### [AIM OF THE TASK]
Rewrite the items from the line containing "Where can the standing" through the end of the items, inclusive, substituting "small child" for "standing child" and leaving everything else unchanged.

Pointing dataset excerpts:

________________________________________

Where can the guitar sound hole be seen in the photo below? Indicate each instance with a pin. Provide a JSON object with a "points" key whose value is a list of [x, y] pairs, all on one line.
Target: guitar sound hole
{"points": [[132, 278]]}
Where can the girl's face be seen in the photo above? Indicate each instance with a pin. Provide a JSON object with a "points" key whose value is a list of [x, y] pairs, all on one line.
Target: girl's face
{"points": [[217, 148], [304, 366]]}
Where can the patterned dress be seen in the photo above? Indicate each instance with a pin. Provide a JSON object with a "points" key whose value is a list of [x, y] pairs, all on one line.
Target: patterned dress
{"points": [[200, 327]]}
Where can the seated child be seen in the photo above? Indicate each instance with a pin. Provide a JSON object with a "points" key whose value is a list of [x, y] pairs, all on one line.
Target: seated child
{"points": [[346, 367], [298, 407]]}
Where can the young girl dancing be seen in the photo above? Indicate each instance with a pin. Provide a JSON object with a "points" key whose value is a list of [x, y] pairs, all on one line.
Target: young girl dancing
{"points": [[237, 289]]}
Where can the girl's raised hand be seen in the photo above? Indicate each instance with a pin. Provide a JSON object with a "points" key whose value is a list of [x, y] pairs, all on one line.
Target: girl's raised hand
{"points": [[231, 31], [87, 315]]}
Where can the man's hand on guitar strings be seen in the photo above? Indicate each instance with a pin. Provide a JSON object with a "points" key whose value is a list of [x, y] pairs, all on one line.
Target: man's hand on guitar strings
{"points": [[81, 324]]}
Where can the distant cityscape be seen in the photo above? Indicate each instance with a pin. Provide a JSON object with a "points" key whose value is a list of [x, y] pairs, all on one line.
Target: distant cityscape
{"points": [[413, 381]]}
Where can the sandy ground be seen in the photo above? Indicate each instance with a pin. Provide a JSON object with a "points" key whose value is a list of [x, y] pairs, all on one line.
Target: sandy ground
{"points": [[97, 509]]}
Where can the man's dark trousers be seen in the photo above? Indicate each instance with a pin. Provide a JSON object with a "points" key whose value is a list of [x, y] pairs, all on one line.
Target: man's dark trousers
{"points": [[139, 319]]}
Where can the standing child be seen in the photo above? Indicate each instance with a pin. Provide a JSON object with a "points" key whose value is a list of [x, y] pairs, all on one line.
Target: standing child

________________________________________

### [EXPECTED ANSWER]
Where can the small child be seen in the photo above? Indicate each instance with a pin. Provide a JSON object with a "points" key whose value is a list of [x, y] pairs, all on one line.
Target: small child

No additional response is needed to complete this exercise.